YOUR GOAL:
Copy out all of the material below, changing every "Annotation task" to "Labeling job" and keeping everything else the same.

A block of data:
↓↓↓
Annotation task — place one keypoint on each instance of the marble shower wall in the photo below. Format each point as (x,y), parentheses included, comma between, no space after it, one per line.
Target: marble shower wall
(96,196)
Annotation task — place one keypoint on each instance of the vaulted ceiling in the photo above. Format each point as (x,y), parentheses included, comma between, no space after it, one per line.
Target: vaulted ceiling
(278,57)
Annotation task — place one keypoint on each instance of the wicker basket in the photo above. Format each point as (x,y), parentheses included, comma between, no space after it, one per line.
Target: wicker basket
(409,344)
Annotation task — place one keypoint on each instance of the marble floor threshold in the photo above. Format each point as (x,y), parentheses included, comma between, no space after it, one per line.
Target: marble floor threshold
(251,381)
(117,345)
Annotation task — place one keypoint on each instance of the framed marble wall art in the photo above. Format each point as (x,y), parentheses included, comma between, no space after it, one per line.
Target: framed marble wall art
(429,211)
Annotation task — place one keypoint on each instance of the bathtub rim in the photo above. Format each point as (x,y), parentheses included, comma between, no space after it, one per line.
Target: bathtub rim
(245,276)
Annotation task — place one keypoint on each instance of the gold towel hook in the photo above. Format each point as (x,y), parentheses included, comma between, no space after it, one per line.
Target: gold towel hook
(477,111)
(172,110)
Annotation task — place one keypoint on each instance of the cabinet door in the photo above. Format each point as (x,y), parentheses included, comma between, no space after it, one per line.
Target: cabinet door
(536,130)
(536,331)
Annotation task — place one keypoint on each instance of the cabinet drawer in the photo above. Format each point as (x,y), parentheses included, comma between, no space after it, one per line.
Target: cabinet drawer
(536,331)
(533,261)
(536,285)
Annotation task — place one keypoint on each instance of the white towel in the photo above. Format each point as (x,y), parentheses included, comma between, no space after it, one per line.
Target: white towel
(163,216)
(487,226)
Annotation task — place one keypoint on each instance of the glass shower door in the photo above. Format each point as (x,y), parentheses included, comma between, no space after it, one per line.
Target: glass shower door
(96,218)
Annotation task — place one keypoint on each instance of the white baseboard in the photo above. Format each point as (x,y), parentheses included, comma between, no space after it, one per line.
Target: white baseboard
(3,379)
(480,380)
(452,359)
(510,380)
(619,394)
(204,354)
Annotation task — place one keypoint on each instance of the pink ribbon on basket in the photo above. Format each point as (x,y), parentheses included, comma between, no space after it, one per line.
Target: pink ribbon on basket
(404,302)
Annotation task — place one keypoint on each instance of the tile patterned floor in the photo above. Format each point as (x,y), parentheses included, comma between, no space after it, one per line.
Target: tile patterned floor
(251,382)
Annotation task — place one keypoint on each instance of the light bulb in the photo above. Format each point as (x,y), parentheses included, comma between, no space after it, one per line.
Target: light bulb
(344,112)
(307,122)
↑↑↑
EXERCISE RESULT:
Labeling job — place one keypoint on each instance of the marble shower wall in the photo below. Format each point as (x,y), parentheses included, comma between, no space after it, one per line.
Target: marble shower wall
(96,196)
Labeling job — place one keypoint on each instance of the vaulted ceiling in the photo above. Format each point as (x,y), parentheses included, comma between, no space after it, one per line.
Target: vaulted ceiling
(278,57)
Labeling job — place one keypoint on each instance of the wicker basket in the photo above. Format each point as (x,y), parentheses included, comma between, no space after it, one per line.
Target: wicker basket
(409,344)
Labeling job — place one keypoint on each instance of the marble floor threshold in the photo above. Format each point as (x,y), parentheses included, comma between, no space after it, one per line.
Target: marble floor threshold
(251,381)
(117,345)
Labeling job — place one keypoint on each instance of the framed marble wall art in the photo above. Format each point as (x,y), parentheses included, comma between, no space after it, one per line.
Target: framed marble wall art
(429,211)
Labeling job — place one keypoint on each instance of the bathtub rim in the photo above. Format each point as (x,y), parentheses included, comma between, no space after it, one per line.
Target: bathtub rim
(245,276)
Labeling job — place one keypoint on each instance of the gold towel hook in the photo above. Format each point as (x,y), parentheses included, comma between, no space after it, one per line.
Target: gold towel hook
(477,111)
(172,110)
Labeling job — place one keypoint on each instance of the cabinet door in the photo above. Format each point as (x,y), parentheses included, comma between, no space after it, one per line.
Target: cabinet door
(536,130)
(536,331)
Labeling job — place one keypoint on each instance of the cabinet drawer in the photo above. Format each point as (x,y), parentheses included, comma between, no space after it, one per line.
Target: cabinet drawer
(536,331)
(533,261)
(536,285)
Labeling job — place one keypoint on each instance of the white towel in the photo above. Format each point as (x,y), parentheses included, comma between, no space after it, one per line.
Target: white towel
(163,216)
(487,226)
Labeling job — place one keypoint on each instance of the glass shower door in the photo above. Format each point as (x,y), parentheses included, comma between, no space after it, one per line.
Target: glass shower door
(96,218)
Labeling job — place one keypoint on each instance of the white baseboard in the photo above. Format each point as (x,y), parentheses included, comma between, no space after it, one per line.
Target: white baseboard
(3,379)
(480,380)
(452,359)
(510,380)
(619,394)
(204,354)
Labeling job — place one keypoint on each instance of the pink ribbon on basket in the photo above. Format each point as (x,y), parentheses included, comma between, no space after it, one per line.
Target: pink ribbon on basket
(404,302)
Labeling job — place one keypoint on each instance of the tile patterned floor in the photo above. Format each point as (x,y), parentheses included, comma between, no space after it, one per line.
Target: tile patterned floor
(251,382)
Labeling job — place one keypoint on each instance of the light bulb in the photo above. Format each point as (x,y), parentheses included, comma between, no space after it, one per line.
Target: light bulb
(344,112)
(307,122)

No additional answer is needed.